----- Dataset -----

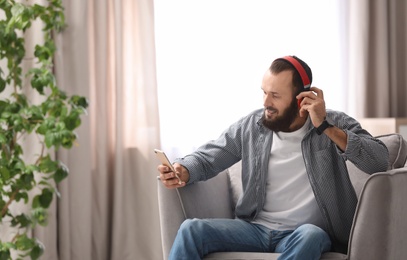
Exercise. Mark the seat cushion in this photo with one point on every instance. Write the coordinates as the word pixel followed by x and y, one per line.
pixel 397 147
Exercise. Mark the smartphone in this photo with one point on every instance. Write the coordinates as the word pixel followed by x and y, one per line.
pixel 164 160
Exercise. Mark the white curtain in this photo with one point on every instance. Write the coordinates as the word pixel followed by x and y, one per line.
pixel 108 206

-----

:: What you have to do ::
Rewrite the entries above as a JSON list of strings with one string per line, skipping blank lines. Leave the pictures out.

:: Full solution ::
[
  "Exercise. Mark the seat cushion in this photo with one point on every instance. Write the coordinates as the word pixel followed by x and y, one per line.",
  "pixel 397 147",
  "Exercise. Mark the smartphone in this photo with one point on every instance. Write the coordinates as the word pixel followed by x and y, one per line.",
  "pixel 164 160",
  "Exercise. Mark the white curtain in this photo with one point on every instance. Write the coordinates as the word pixel followed by x and y, one per line.",
  "pixel 108 206"
]